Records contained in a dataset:

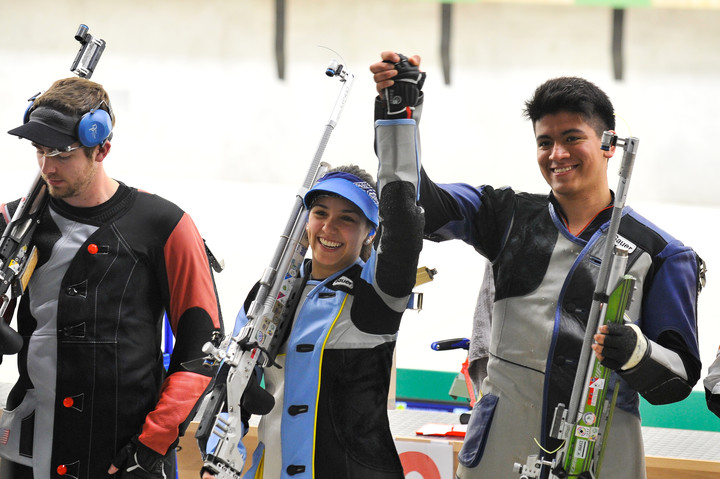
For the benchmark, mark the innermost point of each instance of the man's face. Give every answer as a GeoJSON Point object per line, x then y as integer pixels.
{"type": "Point", "coordinates": [68, 174]}
{"type": "Point", "coordinates": [569, 156]}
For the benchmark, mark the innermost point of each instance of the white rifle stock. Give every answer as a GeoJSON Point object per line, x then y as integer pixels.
{"type": "Point", "coordinates": [269, 316]}
{"type": "Point", "coordinates": [18, 255]}
{"type": "Point", "coordinates": [577, 457]}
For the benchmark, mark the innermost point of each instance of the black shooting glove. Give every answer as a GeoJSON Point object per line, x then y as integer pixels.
{"type": "Point", "coordinates": [624, 346]}
{"type": "Point", "coordinates": [137, 461]}
{"type": "Point", "coordinates": [405, 94]}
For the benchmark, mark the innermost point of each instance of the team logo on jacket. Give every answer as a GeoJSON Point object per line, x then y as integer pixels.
{"type": "Point", "coordinates": [344, 281]}
{"type": "Point", "coordinates": [625, 243]}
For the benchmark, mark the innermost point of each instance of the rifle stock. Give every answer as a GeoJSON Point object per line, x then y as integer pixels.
{"type": "Point", "coordinates": [269, 317]}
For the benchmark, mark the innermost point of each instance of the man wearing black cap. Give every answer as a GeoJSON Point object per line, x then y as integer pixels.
{"type": "Point", "coordinates": [93, 396]}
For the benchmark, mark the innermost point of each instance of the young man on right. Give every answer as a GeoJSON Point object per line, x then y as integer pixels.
{"type": "Point", "coordinates": [545, 250]}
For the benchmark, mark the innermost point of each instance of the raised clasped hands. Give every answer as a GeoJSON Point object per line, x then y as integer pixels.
{"type": "Point", "coordinates": [384, 70]}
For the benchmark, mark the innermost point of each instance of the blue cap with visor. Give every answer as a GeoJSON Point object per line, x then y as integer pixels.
{"type": "Point", "coordinates": [352, 188]}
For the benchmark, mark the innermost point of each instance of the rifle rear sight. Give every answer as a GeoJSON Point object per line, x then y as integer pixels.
{"type": "Point", "coordinates": [335, 69]}
{"type": "Point", "coordinates": [90, 50]}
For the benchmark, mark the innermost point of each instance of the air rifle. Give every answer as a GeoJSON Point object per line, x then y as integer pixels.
{"type": "Point", "coordinates": [268, 319]}
{"type": "Point", "coordinates": [18, 256]}
{"type": "Point", "coordinates": [584, 425]}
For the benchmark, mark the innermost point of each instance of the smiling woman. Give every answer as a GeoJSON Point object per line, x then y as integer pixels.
{"type": "Point", "coordinates": [342, 219]}
{"type": "Point", "coordinates": [330, 394]}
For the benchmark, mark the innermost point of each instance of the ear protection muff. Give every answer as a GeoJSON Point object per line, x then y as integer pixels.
{"type": "Point", "coordinates": [93, 128]}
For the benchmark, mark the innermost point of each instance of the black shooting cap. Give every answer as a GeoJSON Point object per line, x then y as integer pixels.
{"type": "Point", "coordinates": [49, 127]}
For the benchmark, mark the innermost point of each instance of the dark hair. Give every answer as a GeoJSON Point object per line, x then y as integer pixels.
{"type": "Point", "coordinates": [76, 96]}
{"type": "Point", "coordinates": [365, 176]}
{"type": "Point", "coordinates": [572, 94]}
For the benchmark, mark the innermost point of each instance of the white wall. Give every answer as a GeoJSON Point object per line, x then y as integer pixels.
{"type": "Point", "coordinates": [204, 121]}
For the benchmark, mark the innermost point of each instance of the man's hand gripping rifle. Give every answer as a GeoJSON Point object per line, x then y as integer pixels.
{"type": "Point", "coordinates": [586, 422]}
{"type": "Point", "coordinates": [269, 320]}
{"type": "Point", "coordinates": [18, 255]}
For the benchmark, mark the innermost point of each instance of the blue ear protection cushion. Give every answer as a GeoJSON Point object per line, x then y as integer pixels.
{"type": "Point", "coordinates": [94, 128]}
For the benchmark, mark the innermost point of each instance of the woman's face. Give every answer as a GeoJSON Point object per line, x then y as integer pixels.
{"type": "Point", "coordinates": [336, 232]}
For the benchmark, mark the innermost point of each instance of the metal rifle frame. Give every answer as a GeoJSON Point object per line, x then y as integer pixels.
{"type": "Point", "coordinates": [269, 317]}
{"type": "Point", "coordinates": [18, 256]}
{"type": "Point", "coordinates": [611, 273]}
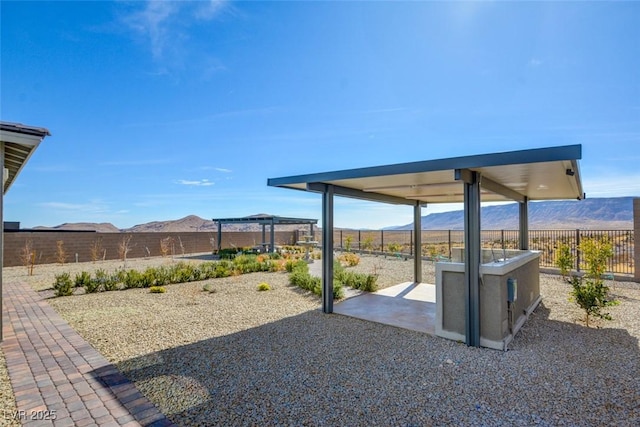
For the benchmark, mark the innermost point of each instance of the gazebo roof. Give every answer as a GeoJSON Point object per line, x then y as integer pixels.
{"type": "Point", "coordinates": [265, 219]}
{"type": "Point", "coordinates": [536, 174]}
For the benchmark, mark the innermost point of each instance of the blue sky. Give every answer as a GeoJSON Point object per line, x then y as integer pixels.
{"type": "Point", "coordinates": [159, 110]}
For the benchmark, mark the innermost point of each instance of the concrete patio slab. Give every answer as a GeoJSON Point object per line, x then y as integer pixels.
{"type": "Point", "coordinates": [407, 305]}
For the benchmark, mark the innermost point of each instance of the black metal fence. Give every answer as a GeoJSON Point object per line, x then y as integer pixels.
{"type": "Point", "coordinates": [437, 244]}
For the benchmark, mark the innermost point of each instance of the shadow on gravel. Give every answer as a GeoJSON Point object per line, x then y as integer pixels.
{"type": "Point", "coordinates": [318, 369]}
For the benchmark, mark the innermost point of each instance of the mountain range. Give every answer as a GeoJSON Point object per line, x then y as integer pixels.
{"type": "Point", "coordinates": [593, 214]}
{"type": "Point", "coordinates": [597, 213]}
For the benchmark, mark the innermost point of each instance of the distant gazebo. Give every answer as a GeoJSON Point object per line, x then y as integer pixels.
{"type": "Point", "coordinates": [265, 220]}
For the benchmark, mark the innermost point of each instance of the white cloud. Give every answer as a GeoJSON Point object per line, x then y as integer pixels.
{"type": "Point", "coordinates": [209, 9]}
{"type": "Point", "coordinates": [164, 24]}
{"type": "Point", "coordinates": [196, 183]}
{"type": "Point", "coordinates": [92, 207]}
{"type": "Point", "coordinates": [153, 23]}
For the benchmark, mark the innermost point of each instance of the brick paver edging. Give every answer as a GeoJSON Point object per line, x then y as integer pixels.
{"type": "Point", "coordinates": [58, 378]}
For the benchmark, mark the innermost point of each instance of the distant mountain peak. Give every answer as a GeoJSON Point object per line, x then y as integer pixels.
{"type": "Point", "coordinates": [593, 214]}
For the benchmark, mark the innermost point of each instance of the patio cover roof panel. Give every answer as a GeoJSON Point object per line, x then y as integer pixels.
{"type": "Point", "coordinates": [20, 142]}
{"type": "Point", "coordinates": [538, 174]}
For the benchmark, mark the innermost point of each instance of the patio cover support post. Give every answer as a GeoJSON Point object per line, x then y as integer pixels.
{"type": "Point", "coordinates": [327, 249]}
{"type": "Point", "coordinates": [272, 241]}
{"type": "Point", "coordinates": [524, 224]}
{"type": "Point", "coordinates": [417, 231]}
{"type": "Point", "coordinates": [472, 253]}
{"type": "Point", "coordinates": [1, 236]}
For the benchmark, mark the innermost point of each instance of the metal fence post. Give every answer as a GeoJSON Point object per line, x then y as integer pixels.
{"type": "Point", "coordinates": [577, 249]}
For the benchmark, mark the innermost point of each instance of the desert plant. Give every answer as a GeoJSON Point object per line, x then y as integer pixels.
{"type": "Point", "coordinates": [347, 243]}
{"type": "Point", "coordinates": [394, 247]}
{"type": "Point", "coordinates": [367, 243]}
{"type": "Point", "coordinates": [350, 259]}
{"type": "Point", "coordinates": [28, 256]}
{"type": "Point", "coordinates": [590, 292]}
{"type": "Point", "coordinates": [106, 281]}
{"type": "Point", "coordinates": [63, 286]}
{"type": "Point", "coordinates": [208, 287]}
{"type": "Point", "coordinates": [264, 287]}
{"type": "Point", "coordinates": [133, 279]}
{"type": "Point", "coordinates": [564, 258]}
{"type": "Point", "coordinates": [124, 247]}
{"type": "Point", "coordinates": [166, 246]}
{"type": "Point", "coordinates": [81, 279]}
{"type": "Point", "coordinates": [96, 250]}
{"type": "Point", "coordinates": [292, 264]}
{"type": "Point", "coordinates": [61, 253]}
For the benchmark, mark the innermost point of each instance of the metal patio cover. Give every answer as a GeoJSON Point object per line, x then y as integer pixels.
{"type": "Point", "coordinates": [536, 174]}
{"type": "Point", "coordinates": [521, 176]}
{"type": "Point", "coordinates": [19, 142]}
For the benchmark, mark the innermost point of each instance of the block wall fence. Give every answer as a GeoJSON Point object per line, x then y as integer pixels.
{"type": "Point", "coordinates": [142, 244]}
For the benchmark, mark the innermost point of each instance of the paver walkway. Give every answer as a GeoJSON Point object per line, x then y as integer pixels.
{"type": "Point", "coordinates": [58, 378]}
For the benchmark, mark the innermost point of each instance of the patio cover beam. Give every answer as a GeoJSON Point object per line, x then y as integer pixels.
{"type": "Point", "coordinates": [353, 193]}
{"type": "Point", "coordinates": [498, 188]}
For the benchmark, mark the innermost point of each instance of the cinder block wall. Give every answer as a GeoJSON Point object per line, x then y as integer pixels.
{"type": "Point", "coordinates": [141, 244]}
{"type": "Point", "coordinates": [636, 234]}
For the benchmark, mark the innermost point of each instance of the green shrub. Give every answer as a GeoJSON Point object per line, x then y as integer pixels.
{"type": "Point", "coordinates": [133, 279]}
{"type": "Point", "coordinates": [63, 286]}
{"type": "Point", "coordinates": [106, 281]}
{"type": "Point", "coordinates": [264, 287]}
{"type": "Point", "coordinates": [208, 287]}
{"type": "Point", "coordinates": [82, 279]}
{"type": "Point", "coordinates": [564, 258]}
{"type": "Point", "coordinates": [92, 286]}
{"type": "Point", "coordinates": [350, 259]}
{"type": "Point", "coordinates": [223, 269]}
{"type": "Point", "coordinates": [592, 296]}
{"type": "Point", "coordinates": [590, 292]}
{"type": "Point", "coordinates": [292, 264]}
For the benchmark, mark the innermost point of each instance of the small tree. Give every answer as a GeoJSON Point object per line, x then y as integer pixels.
{"type": "Point", "coordinates": [564, 259]}
{"type": "Point", "coordinates": [165, 245]}
{"type": "Point", "coordinates": [96, 249]}
{"type": "Point", "coordinates": [28, 256]}
{"type": "Point", "coordinates": [367, 243]}
{"type": "Point", "coordinates": [347, 243]}
{"type": "Point", "coordinates": [590, 292]}
{"type": "Point", "coordinates": [61, 253]}
{"type": "Point", "coordinates": [124, 247]}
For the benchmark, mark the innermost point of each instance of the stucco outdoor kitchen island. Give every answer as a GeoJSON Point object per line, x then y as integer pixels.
{"type": "Point", "coordinates": [509, 292]}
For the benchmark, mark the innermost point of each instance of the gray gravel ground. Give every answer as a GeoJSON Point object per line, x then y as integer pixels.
{"type": "Point", "coordinates": [242, 357]}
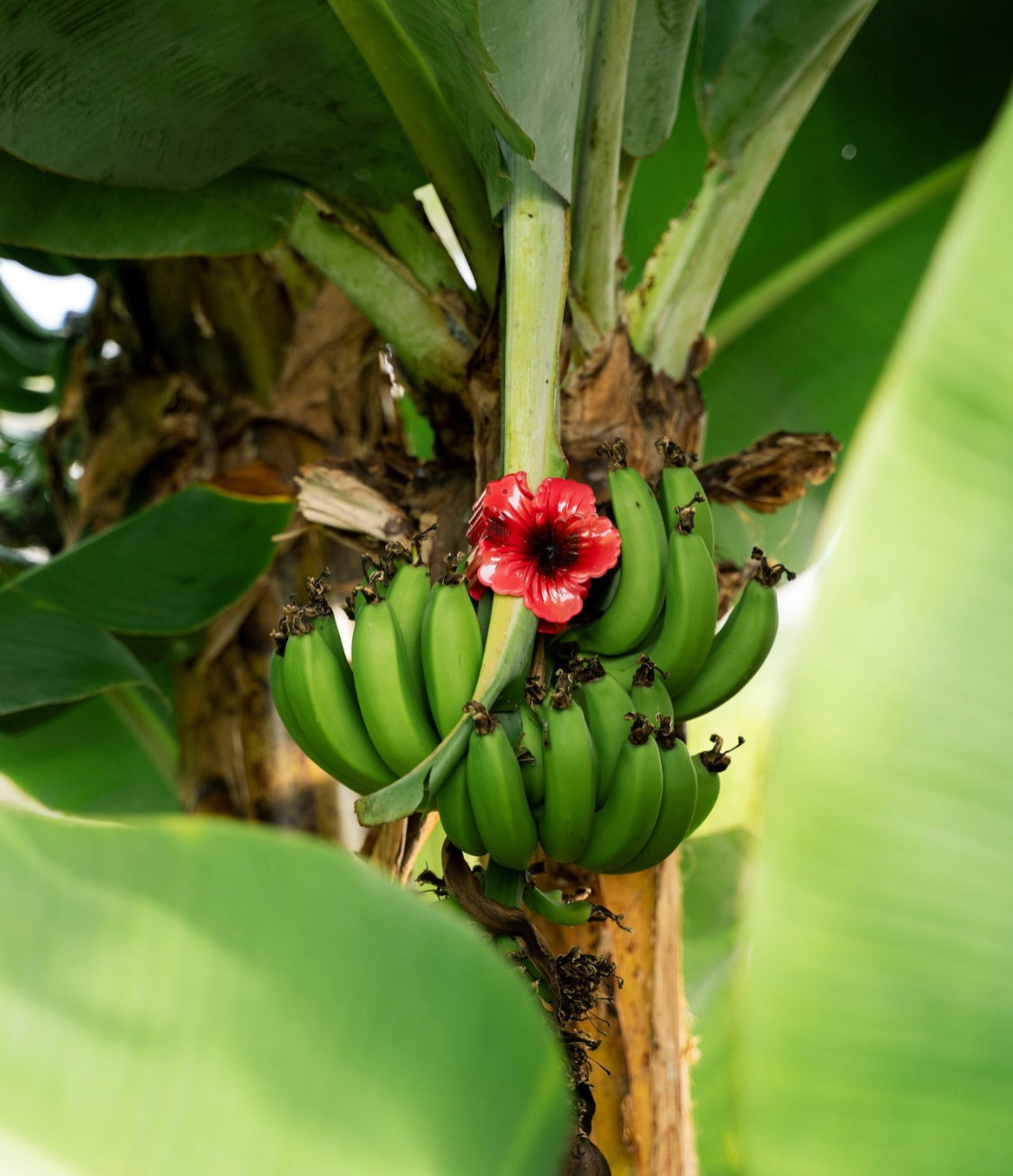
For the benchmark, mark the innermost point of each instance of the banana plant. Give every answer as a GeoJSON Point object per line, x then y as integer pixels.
{"type": "Point", "coordinates": [207, 998]}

THE REQUEST:
Repeat the lines from the line containing "of the stucco" through the end of the material above exactly, with no pictures and nothing else.

WRITTEN ANSWER:
For the benchmark, mark the innermost point of each instance of the stucco outdoor kitchen island. Give every answer as a GeoJSON Point object per line, x then y as integer pixels.
{"type": "Point", "coordinates": [509, 292]}
For the benchmark, mark the innermost point of each instance of the gray gravel ground. Give every answer as a GeoJSON Point object per line, x then y as integer pixels.
{"type": "Point", "coordinates": [242, 357]}
For the benchmark, mark the innermost point of each instance of the banana plant. Give every answer as a GeoJSON Point object per line, x then y as integer pixels.
{"type": "Point", "coordinates": [207, 998]}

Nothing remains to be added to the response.